→ Exercise description:
Exactly as they appear below, repeat the lines from the one with "Query: yellow-leaved tree" through the one with "Query: shrub", and no others.

(Given entries)

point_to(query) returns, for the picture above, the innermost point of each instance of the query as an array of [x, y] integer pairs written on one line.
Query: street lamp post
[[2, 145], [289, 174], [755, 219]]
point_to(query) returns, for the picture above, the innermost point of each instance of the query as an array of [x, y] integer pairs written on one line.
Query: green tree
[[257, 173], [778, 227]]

(End Given entries)
(Given entries)

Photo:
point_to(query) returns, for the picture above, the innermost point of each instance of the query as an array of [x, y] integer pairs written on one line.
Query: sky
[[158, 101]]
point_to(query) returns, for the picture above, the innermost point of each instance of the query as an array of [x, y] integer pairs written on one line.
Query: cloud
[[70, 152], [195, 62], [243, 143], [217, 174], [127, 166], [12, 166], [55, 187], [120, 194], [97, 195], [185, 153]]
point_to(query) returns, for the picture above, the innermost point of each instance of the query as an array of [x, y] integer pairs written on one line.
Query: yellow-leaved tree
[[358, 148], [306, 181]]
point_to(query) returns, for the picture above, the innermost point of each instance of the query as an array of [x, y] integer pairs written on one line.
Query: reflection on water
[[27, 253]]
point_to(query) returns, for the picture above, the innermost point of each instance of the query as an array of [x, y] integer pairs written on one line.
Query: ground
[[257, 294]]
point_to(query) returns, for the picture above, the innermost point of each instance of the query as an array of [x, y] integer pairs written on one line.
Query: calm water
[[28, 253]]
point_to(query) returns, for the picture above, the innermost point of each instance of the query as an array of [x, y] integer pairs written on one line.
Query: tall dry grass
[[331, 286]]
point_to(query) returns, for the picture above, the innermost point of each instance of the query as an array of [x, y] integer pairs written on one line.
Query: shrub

(End Given entries)
(Given entries)

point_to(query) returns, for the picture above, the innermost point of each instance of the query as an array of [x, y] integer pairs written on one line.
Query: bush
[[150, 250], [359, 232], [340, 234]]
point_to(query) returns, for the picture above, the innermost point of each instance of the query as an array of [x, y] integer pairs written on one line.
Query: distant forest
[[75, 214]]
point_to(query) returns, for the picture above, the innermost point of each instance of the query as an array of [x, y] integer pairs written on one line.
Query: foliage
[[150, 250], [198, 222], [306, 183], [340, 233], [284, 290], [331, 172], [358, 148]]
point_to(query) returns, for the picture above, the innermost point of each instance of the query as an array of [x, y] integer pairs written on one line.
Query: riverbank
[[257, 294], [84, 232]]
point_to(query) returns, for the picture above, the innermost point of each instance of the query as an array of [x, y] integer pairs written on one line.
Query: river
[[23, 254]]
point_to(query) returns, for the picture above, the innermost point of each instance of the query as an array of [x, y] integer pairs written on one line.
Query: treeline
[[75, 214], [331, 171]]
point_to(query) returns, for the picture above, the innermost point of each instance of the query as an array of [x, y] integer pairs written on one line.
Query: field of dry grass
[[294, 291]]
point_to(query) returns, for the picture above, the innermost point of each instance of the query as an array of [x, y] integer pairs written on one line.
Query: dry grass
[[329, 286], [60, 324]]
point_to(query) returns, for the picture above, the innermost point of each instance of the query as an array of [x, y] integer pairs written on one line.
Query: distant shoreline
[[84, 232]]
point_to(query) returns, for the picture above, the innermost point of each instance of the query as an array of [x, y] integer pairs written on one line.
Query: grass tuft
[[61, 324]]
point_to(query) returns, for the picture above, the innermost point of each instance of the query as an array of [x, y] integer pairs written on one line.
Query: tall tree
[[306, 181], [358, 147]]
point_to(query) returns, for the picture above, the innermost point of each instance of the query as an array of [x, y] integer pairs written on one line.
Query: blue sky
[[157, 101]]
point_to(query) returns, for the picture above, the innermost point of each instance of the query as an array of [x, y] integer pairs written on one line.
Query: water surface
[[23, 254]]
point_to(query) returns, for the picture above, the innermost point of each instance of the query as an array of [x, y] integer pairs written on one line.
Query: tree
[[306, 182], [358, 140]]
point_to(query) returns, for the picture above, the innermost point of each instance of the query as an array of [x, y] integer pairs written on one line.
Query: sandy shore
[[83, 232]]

(End Given entries)

→ Expected output:
Query: yellow-leaved tree
[[358, 148], [306, 181]]
point_to(query) returns, for the picture above, the innermost point of each instance of the query as an array of [x, y] integer pairs written on one line.
Query: reflection on water
[[27, 253]]
point_to(query) returns, for the picture above, the innermost point of each instance of the query as an array of [x, y] integer pairs written on one line.
Query: ground
[[257, 294]]
point_to(query) returns, for the picture above, the innermost point of each instance of the query as an array of [x, y] integer pairs written on one line.
Query: calm water
[[28, 253]]
point_to(query) returns, for the picture above, the innermost point of each instance of the query as an array of [x, y] integer pairs written on one line.
Query: tall dry grass
[[331, 286]]
point_to(query) returns, for the picture above, the innermost point of each instance of the query as an array of [x, y] integer pairs written on one line.
Query: shrub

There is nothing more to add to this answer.